**GIVEN INSTRUCTION**
Render the stretch of records from the line containing "Where can the wooden stool" through the line containing "<point>56,234</point>" as a Markdown table with two columns, Row and Line, holding a row number and the line itself. Leave out blank lines, and include only that stretch.

### DATA EXCERPTS

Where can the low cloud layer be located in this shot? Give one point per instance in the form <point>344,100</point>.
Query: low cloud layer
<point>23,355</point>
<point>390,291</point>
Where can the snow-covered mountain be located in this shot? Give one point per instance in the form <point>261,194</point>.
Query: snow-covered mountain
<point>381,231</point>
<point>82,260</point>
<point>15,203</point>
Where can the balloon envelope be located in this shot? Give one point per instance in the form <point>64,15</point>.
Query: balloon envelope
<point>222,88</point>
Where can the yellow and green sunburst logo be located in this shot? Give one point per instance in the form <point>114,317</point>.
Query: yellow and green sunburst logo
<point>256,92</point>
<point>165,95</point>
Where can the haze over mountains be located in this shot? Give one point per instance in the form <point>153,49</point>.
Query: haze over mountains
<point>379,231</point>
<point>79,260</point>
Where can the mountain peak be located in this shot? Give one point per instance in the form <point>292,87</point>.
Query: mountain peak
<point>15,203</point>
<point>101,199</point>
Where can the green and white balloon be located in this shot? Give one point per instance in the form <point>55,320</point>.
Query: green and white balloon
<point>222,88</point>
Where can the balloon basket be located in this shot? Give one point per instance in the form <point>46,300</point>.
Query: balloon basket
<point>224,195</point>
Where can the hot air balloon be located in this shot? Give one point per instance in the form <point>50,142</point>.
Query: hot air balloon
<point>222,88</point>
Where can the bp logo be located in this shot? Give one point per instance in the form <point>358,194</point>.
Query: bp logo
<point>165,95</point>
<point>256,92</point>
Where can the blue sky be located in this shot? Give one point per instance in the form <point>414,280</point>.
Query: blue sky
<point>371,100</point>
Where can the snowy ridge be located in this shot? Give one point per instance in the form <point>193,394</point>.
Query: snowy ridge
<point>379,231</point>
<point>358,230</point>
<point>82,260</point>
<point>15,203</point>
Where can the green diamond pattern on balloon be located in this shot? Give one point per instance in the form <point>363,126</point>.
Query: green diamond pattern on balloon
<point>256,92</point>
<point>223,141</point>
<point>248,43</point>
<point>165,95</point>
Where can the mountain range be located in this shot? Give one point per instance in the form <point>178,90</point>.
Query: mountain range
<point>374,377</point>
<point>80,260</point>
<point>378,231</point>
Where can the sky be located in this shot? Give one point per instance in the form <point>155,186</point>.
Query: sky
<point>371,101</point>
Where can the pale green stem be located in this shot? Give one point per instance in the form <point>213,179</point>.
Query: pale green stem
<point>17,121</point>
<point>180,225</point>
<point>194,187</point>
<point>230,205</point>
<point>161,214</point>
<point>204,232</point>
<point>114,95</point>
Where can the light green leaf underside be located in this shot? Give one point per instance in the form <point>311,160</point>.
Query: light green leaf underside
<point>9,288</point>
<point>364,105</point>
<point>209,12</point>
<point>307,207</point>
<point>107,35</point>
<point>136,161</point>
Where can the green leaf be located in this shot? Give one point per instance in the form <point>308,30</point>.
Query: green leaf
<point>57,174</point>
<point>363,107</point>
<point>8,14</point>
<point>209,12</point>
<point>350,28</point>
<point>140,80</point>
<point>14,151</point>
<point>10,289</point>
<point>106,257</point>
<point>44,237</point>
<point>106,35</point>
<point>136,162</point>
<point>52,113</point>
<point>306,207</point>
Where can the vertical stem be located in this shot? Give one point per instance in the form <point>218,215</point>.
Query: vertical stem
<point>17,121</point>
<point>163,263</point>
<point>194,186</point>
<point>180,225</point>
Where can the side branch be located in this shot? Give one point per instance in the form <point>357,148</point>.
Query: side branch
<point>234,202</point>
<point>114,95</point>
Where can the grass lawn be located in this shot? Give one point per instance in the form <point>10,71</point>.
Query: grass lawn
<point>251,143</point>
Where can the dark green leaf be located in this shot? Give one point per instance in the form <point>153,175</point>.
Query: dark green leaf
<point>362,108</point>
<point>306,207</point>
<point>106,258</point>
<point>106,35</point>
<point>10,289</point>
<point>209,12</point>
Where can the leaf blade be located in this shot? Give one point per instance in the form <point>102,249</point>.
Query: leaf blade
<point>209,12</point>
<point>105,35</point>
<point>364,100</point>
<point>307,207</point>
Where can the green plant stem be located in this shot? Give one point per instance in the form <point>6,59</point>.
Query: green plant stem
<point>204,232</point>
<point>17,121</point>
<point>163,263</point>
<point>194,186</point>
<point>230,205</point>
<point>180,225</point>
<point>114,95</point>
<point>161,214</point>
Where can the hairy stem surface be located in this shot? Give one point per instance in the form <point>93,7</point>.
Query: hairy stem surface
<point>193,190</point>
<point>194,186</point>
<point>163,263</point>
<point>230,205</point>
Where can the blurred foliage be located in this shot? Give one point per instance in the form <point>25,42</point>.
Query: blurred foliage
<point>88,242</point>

######
### DATA EXCERPTS

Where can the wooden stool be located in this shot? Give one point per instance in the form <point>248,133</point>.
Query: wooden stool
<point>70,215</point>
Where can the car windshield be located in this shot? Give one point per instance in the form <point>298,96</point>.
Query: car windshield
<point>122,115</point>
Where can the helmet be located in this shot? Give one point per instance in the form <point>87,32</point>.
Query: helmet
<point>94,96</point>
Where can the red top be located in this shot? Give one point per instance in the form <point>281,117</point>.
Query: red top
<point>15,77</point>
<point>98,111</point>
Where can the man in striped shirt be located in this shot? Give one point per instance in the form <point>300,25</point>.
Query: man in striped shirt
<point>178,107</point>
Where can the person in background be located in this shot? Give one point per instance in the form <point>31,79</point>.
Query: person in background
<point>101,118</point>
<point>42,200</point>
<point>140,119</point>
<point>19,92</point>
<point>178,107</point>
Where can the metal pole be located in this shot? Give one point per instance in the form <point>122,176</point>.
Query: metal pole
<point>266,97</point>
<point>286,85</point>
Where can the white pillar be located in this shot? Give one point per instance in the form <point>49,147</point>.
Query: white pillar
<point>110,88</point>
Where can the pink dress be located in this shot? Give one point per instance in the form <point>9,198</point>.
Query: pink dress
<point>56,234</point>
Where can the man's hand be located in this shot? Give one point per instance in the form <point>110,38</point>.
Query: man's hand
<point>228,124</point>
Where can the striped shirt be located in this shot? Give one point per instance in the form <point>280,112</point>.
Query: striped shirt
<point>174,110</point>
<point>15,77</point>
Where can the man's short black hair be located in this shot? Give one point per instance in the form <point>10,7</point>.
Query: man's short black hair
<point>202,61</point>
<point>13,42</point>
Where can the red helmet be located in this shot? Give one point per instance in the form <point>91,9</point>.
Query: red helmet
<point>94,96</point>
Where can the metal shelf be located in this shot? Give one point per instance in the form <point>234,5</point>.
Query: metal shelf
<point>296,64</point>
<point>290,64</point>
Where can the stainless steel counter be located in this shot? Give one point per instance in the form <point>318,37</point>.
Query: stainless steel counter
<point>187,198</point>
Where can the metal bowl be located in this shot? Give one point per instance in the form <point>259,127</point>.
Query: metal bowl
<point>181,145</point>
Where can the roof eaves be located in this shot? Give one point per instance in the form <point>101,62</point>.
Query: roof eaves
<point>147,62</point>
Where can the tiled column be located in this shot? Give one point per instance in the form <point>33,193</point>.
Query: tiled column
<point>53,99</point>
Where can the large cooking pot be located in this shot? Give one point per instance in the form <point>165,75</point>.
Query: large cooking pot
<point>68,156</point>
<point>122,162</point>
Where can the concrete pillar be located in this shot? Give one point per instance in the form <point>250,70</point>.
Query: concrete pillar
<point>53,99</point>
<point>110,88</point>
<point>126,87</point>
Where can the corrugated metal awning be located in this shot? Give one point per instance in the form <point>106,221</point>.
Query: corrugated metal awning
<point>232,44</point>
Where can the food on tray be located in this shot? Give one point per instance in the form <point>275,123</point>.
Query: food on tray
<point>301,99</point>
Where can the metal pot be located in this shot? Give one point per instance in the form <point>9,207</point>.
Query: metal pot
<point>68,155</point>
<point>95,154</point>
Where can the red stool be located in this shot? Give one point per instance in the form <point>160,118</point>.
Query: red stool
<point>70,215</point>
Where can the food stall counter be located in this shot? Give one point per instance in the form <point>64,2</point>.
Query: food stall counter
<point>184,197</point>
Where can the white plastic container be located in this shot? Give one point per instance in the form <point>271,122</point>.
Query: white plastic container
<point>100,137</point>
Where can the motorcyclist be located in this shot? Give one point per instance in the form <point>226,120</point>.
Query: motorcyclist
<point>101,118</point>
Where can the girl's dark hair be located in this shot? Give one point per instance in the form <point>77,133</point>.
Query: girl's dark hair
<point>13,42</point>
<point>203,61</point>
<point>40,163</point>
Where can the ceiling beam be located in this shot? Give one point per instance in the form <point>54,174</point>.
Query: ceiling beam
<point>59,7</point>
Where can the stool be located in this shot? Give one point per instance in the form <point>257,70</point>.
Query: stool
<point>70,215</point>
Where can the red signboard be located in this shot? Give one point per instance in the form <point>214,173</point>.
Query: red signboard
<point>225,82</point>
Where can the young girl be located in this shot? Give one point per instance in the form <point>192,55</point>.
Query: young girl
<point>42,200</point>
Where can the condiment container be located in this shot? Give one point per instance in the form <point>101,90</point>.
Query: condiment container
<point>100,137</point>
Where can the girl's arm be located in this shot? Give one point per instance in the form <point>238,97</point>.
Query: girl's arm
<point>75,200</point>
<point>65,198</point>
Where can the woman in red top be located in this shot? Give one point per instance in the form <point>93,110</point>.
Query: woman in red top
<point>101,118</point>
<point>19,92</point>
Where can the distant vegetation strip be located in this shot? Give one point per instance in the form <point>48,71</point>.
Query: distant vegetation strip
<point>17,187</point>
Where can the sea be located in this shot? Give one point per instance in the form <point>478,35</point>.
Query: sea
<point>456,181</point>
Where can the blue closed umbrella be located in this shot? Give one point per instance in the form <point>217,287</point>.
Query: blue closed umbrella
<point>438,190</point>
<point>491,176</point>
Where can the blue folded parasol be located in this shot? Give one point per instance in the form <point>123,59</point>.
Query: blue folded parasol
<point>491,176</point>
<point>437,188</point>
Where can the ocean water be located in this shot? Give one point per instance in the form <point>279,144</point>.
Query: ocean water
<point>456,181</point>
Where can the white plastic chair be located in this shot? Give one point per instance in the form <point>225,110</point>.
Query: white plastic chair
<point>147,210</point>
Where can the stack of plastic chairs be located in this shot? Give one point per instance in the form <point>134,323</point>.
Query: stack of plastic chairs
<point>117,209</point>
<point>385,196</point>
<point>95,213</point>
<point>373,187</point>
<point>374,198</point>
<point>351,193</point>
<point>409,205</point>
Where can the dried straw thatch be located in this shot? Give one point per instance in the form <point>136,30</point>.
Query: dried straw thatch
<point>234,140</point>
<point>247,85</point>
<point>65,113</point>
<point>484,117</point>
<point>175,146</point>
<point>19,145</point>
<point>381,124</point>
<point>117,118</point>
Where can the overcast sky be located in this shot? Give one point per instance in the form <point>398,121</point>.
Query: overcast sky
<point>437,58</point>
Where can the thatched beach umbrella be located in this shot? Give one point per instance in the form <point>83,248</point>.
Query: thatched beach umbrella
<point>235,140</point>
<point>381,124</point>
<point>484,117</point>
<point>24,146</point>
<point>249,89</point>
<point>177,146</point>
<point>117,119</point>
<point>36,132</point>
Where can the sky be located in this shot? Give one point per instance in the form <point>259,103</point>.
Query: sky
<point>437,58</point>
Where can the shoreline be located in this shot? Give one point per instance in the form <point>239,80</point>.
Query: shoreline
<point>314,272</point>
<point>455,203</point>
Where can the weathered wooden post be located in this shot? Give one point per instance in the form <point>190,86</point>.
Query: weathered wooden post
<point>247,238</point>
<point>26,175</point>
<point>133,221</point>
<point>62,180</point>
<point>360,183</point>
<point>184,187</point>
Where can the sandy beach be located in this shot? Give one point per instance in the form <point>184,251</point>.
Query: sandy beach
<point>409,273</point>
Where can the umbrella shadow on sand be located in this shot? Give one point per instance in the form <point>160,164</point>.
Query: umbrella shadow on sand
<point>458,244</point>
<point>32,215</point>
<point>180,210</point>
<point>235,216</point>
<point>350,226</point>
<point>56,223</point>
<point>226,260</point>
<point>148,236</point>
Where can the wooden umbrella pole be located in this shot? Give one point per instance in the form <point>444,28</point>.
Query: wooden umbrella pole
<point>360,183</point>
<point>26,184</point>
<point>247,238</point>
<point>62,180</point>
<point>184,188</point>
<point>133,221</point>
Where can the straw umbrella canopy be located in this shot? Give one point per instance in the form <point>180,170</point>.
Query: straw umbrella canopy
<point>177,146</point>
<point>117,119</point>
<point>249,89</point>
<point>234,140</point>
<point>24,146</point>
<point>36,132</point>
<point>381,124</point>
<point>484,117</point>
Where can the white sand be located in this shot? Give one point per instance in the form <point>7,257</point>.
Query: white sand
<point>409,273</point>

######

**CORRECT OUTPUT**
| Row | Line |
|---|---|
| 1 | Where can the wooden stool be located in this shot? Give one point per instance in the form <point>248,133</point>. |
| 2 | Query: wooden stool |
| 3 | <point>70,215</point> |
| 4 | Where can the car windshield be located in this shot? Give one point per instance in the form <point>298,96</point>. |
| 5 | Query: car windshield |
| 6 | <point>122,115</point> |
| 7 | Where can the helmet be located in this shot? Give one point per instance in the form <point>87,32</point>. |
| 8 | Query: helmet |
| 9 | <point>94,96</point> |
| 10 | Where can the red top be located in this shot? Give one point per instance in the form <point>281,117</point>. |
| 11 | Query: red top |
| 12 | <point>15,77</point> |
| 13 | <point>98,111</point> |
| 14 | Where can the man in striped shirt be located in this shot? Give one point per instance in the form <point>300,25</point>. |
| 15 | Query: man in striped shirt |
| 16 | <point>178,107</point> |
| 17 | Where can the person in background be located in this shot? Give one point per instance in the form <point>31,79</point>. |
| 18 | Query: person in background |
| 19 | <point>101,118</point> |
| 20 | <point>42,200</point> |
| 21 | <point>140,119</point> |
| 22 | <point>19,92</point> |
| 23 | <point>178,107</point> |
| 24 | Where can the metal pole be located in this shot? Give one point per instance in the form <point>122,176</point>. |
| 25 | Query: metal pole |
| 26 | <point>266,97</point> |
| 27 | <point>286,85</point> |
| 28 | Where can the white pillar be located in this shot? Give one point per instance in the form <point>49,147</point>. |
| 29 | Query: white pillar |
| 30 | <point>110,88</point> |
| 31 | Where can the pink dress be located in this shot? Give one point per instance in the form <point>9,198</point>. |
| 32 | Query: pink dress |
| 33 | <point>56,234</point> |